BEGIN TASK DATA

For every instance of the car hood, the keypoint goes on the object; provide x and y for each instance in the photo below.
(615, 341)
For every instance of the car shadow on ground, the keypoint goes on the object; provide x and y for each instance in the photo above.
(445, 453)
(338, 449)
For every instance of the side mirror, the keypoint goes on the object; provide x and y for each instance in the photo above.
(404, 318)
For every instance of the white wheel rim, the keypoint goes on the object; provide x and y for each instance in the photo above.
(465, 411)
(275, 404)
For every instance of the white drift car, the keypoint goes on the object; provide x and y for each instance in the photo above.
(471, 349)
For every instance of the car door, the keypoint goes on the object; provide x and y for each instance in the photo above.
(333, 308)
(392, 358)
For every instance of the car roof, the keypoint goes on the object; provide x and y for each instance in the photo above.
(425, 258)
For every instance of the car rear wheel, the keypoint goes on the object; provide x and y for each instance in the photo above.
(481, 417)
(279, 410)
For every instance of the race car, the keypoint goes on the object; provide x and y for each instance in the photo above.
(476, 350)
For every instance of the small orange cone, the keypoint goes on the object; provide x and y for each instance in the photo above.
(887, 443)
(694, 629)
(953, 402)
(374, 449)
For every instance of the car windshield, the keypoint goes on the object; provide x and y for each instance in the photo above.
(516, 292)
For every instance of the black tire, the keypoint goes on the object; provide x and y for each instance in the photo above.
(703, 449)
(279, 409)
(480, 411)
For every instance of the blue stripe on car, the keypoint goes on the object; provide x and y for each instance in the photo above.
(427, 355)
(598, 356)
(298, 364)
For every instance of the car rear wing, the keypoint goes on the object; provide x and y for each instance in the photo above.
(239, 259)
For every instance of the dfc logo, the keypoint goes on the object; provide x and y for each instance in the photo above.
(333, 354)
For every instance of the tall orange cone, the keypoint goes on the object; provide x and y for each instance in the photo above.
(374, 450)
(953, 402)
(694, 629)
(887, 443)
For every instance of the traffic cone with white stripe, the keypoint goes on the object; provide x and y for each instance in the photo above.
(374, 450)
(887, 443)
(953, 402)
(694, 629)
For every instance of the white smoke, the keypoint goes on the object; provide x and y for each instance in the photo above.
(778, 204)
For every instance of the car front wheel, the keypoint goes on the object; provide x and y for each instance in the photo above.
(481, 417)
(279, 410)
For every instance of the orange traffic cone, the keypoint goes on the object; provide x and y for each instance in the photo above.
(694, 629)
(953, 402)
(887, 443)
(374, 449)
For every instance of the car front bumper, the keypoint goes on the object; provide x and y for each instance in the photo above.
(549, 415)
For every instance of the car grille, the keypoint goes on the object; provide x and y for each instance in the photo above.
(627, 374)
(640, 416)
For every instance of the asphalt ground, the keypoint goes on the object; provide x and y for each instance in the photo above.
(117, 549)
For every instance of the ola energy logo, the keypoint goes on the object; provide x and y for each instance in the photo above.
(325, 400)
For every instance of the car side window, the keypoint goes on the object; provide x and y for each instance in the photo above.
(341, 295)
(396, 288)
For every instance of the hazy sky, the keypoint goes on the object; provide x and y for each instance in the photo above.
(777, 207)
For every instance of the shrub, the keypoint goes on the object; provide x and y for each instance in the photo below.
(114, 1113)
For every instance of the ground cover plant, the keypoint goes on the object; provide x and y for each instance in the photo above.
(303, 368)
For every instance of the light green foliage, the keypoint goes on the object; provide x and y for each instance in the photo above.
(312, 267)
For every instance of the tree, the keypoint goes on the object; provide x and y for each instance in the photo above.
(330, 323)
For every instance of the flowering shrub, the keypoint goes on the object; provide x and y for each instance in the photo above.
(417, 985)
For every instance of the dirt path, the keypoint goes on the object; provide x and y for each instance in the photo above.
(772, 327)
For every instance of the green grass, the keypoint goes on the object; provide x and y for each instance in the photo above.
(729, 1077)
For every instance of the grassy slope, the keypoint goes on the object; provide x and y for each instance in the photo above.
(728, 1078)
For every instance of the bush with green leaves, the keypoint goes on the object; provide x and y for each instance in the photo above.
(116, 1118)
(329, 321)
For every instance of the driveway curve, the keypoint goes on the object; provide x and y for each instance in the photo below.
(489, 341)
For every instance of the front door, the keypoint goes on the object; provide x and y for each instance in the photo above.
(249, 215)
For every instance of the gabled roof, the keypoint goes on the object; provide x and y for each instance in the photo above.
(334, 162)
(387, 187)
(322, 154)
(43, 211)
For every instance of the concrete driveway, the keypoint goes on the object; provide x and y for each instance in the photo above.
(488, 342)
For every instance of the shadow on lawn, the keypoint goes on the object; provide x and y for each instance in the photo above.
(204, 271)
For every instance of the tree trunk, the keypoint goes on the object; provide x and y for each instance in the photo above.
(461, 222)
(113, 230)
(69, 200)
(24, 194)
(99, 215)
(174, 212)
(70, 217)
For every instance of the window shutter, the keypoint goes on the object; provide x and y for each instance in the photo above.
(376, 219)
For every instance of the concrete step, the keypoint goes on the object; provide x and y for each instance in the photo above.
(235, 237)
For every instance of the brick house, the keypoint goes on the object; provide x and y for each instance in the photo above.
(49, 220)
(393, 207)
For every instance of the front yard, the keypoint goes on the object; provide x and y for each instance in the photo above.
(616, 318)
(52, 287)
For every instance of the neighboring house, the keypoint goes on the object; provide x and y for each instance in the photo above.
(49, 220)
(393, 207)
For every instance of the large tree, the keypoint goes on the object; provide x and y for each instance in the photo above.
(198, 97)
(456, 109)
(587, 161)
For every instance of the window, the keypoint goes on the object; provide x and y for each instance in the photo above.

END TASK DATA

ACTION ITEM: Every entry above should be retyped exactly as it appears.

RESULT:
For every instance of the car hood, the keypoint goes on the object; provide x and y for each instance in the photo below.
(615, 341)
For every instance of the car shadow on ground, the keypoint goes on the object; provide x and y for each instance in the photo above.
(445, 453)
(338, 449)
For every instance of the side mirror, the keypoint goes on the object; provide x and y for each instance in the photo above.
(404, 318)
For every instance of the white wheel rim, the keypoint goes on the object; provide x and y for each instance in the photo above.
(465, 411)
(275, 404)
For every instance of the white drift car, the keypoint goes on the object; provide x and y for each instance in the photo above.
(471, 349)
For every instance of the car door, the keypoint goes on the object; provide x and y for each instance in the photo above.
(333, 308)
(392, 358)
For every instance of the car roof, the keypoint goes on the object; provide x and y for each instance in the photo above.
(425, 258)
For every instance of the car rear wheel, the keypoint goes on the object; provide x and y for each instance in the photo above.
(481, 417)
(279, 410)
For every instance of the race car, the keypoint goes on the object; provide x and y for each instance in the photo above.
(476, 350)
For every instance of the small orange cone, the keypoint goes on the object; provide x and y for each instance in the photo above.
(887, 443)
(694, 629)
(953, 402)
(374, 449)
For every instance of the car windshield, the keypoint goes on the object; provide x and y for each instance in the photo above.
(516, 292)
For every instance of the black tire, the keypoint goes on the object; provide x and y for each instance in the photo above.
(703, 449)
(279, 409)
(480, 411)
For every instance of the blue stripe on car, the keypoint goes on the object; provide x and y for each instance in the photo above.
(427, 355)
(598, 356)
(298, 364)
For every instance of the car rear wing, the keypoint goes on the object; provide x and y for each instance in the photo above.
(239, 259)
For every instance of the dfc logo, the keypoint goes on the object; provide x and y for each instance in the photo above.
(333, 354)
For every instance of the tall orange cone, the keypoint goes on the object; provide x and y for each instance in the photo above.
(374, 450)
(953, 402)
(694, 629)
(887, 443)
For every instance of the traffic cone with white stripe, the keypoint goes on the object; provide x and y for each instance in the photo above.
(374, 450)
(887, 443)
(953, 402)
(694, 629)
For every instance of the white smoke, the keypoint goes on the object; provide x and y for each instance in the photo above.
(778, 204)
For every instance of the car front wheel, the keypoint goes on the object; provide x and y for each instance in the photo above.
(481, 417)
(279, 410)
For every instance of the orange traffic cone, the keypoint goes on the object; provide x and y for each instance in the photo above.
(694, 629)
(953, 402)
(887, 443)
(374, 449)
For every instance of the car front bumper, the keypoint goes on the object; provide x and y for each instance in the photo above.
(549, 415)
For every instance of the car grille, the keypoint goes on the object; provide x and y for each instance in the photo above.
(627, 374)
(640, 416)
For every instance of the asphalt ground, the keypoint goes on the object; provide x and y for each instance in the photo above.
(117, 549)
For every instance of the ola energy logo, the keypoint goes on the object; provide x and y for each instance in the photo above.
(325, 400)
For every instance of the car side window, the keypoint goes on the object; provide x and y for each instance in the photo above.
(341, 295)
(396, 288)
For every instance of the hazy sky, the keypoint goes on the object; provide x and y for each instance in the photo above.
(777, 207)
For every instance of the shrub, the keypoint goes on the object; provide x and y for each instance in the photo below.
(114, 1113)
For every instance of the ground cover plant, the keypoint goes on the object; provide x and y for each instance in the photo above.
(303, 368)
For every instance of the light green foliage, the keypoint goes on the object; provide x and y for each instance in the photo above.
(312, 267)
For every instance of the tree, the keypoint goes on the object; provide x and y for each instance in the photo above.
(330, 323)
For every instance of the flowering shrub, the keypoint goes on the object; provide x and y for each instance in the photo above.
(417, 985)
For every instance of the dirt path, the keypoint goes on the object; provide x and y for each instance in the photo above.
(772, 327)
For every instance of the green grass, the keypoint goes on the object; provide x and y for each instance in the photo above.
(729, 1077)
For every instance of the grassy slope, the keypoint goes on the object; provide x and y for each instance in the photo above.
(728, 1078)
For every instance of the bush with green leaves, the keypoint goes on the object; provide x and y for each instance in the photo above.
(116, 1118)
(329, 321)
For every instance of the driveway curve, the keypoint goes on the object; provide x and y for each instance in the photo below.
(489, 341)
For every instance of the front door, the keypoint goes on the object; provide x and y for each instance in the photo above.
(249, 215)
For every instance of the gabled roof, the keypoint goes on the object; provide x and y for each instance in the photo above.
(334, 162)
(387, 187)
(322, 154)
(43, 211)
For every instance of the concrete driveway, the keypoint goes on the object; provide x and y for each instance in the photo above.
(488, 342)
For every instance of the shadow on lawn, the keypoint goes on the object; provide x and y for each instance in the photo above.
(204, 271)
For every instance of the tree trunk, the keypoint goes on the object; provide x and y for each instance in the photo above.
(461, 222)
(113, 230)
(69, 200)
(24, 194)
(99, 215)
(174, 212)
(70, 217)
For every instance of the window shutter, the keypoint goes on the object; provide x and y for each instance in the photo above.
(376, 219)
For every instance of the concrete step, the keypoint goes on the object; provide x and y for each instance in the photo above.
(235, 237)
For every instance of the brick house, the keypoint goes on the object; provide x and y for each instance in the photo above.
(49, 220)
(393, 207)
For every instance of the front yard, the keypoint goes on the object; provide x and y for each instance in the photo above.
(616, 318)
(52, 287)
For every instance of the neighboring house, the keypoint goes on the object; provide x and y for each instance in the photo above.
(49, 220)
(393, 207)
For every instance of the large tree, the keypoint goes on the object; provide x and y for each instance in the photo above.
(198, 97)
(456, 109)
(587, 161)
For every instance of the window, the keypoint goes on the object; provide x and y for each instance in the photo above.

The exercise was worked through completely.